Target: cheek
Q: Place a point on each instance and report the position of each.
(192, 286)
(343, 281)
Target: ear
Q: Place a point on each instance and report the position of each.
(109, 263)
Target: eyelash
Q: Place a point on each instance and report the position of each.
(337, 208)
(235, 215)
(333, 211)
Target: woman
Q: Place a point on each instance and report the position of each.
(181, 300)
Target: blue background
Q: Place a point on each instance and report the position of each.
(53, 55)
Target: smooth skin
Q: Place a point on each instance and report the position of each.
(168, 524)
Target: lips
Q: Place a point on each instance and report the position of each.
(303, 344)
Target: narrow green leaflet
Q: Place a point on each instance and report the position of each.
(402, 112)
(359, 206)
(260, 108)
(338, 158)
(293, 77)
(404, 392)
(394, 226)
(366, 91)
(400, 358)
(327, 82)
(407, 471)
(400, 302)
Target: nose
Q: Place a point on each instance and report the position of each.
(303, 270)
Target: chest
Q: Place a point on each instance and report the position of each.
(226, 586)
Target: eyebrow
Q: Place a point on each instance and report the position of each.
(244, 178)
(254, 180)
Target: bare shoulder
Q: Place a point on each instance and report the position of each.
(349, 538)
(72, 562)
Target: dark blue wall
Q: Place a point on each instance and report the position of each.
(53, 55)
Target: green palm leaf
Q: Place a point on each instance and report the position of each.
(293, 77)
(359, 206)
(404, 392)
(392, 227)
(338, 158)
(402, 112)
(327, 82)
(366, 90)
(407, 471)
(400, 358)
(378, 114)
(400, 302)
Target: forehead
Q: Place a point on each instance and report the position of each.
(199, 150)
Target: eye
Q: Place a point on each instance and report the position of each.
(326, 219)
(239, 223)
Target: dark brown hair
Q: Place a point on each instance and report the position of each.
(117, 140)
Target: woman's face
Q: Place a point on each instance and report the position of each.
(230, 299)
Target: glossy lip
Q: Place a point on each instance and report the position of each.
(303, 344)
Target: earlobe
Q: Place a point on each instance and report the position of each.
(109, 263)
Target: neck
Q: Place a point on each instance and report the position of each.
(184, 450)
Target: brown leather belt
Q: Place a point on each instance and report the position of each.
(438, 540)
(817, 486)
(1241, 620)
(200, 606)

◇ ◇ ◇ ◇ ◇

- [GIVEN INSTRUCTION]
Starting at the line that contains "Target: glossy lip" and ending with the last of the entries, rewrite every line, including the requests, which stay unchanged. Scale each point coordinate in the answers by 2.25 and round it to a whole number, with halves rounded up.

- [SOLUTION FOR THIS TASK]
Target: glossy lip
Q: Place a point on each instance and report the position of each.
(682, 774)
Target: earlobe
Q: Place a point on each instance and report the position of each.
(245, 592)
Target: neck
Q: Place a point on each instance and report the position of each.
(414, 1013)
Target: brown leather belt
Q: Place a point on each instance and report the position of each.
(986, 1215)
(1838, 1094)
(2792, 1395)
(450, 1364)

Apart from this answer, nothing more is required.